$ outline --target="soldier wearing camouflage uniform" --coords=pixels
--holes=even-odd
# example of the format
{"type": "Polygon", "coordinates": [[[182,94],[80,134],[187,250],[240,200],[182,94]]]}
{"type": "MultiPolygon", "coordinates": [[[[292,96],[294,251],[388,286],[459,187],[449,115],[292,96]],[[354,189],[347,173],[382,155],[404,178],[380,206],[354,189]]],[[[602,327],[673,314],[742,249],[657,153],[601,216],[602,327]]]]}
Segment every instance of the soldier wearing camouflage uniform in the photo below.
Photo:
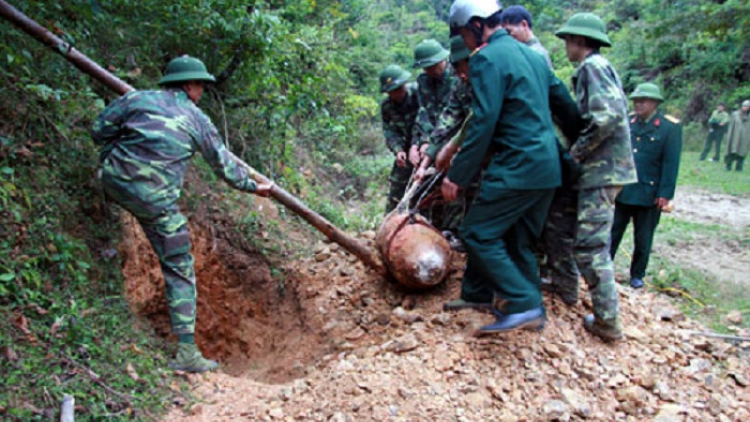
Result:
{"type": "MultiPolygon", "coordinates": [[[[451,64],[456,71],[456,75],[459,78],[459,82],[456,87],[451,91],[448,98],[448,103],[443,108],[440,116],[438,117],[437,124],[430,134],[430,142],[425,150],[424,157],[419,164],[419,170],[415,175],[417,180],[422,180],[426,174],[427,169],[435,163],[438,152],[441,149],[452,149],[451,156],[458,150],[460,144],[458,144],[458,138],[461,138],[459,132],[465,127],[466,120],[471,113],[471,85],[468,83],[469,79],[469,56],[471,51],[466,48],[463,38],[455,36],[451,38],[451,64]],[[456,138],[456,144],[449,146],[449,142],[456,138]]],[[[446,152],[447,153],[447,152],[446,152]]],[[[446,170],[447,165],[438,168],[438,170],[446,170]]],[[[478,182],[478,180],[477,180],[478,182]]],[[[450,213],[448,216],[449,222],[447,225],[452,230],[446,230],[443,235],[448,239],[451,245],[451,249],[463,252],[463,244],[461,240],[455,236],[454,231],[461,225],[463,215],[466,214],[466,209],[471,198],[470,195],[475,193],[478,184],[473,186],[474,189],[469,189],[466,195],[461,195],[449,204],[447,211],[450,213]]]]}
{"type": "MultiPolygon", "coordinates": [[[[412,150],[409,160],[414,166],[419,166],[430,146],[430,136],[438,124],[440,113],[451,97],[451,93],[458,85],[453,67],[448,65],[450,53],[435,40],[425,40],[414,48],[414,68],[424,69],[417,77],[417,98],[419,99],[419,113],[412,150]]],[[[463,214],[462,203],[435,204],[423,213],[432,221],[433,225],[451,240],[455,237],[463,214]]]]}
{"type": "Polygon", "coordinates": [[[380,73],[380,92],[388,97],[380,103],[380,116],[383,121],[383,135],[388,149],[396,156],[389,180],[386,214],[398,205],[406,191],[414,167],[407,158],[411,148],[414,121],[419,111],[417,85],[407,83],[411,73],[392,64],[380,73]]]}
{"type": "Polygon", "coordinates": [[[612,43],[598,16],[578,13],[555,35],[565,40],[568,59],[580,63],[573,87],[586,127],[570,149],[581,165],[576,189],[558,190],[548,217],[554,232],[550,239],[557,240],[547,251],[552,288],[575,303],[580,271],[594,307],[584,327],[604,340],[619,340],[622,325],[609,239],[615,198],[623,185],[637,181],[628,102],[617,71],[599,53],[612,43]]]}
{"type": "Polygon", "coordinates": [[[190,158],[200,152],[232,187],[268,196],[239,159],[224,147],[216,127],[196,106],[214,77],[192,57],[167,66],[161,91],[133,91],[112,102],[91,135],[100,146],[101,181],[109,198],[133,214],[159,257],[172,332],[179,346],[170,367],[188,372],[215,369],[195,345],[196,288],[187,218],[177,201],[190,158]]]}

Your instructions:
Please copy out each line of the data in which the word "camouflage" occurs.

Exercise output:
$ outline --target="soldier wearing camouflage uniform" --coords=pixels
Segment every instance of the soldier wearing camouflage uniform in the photo below.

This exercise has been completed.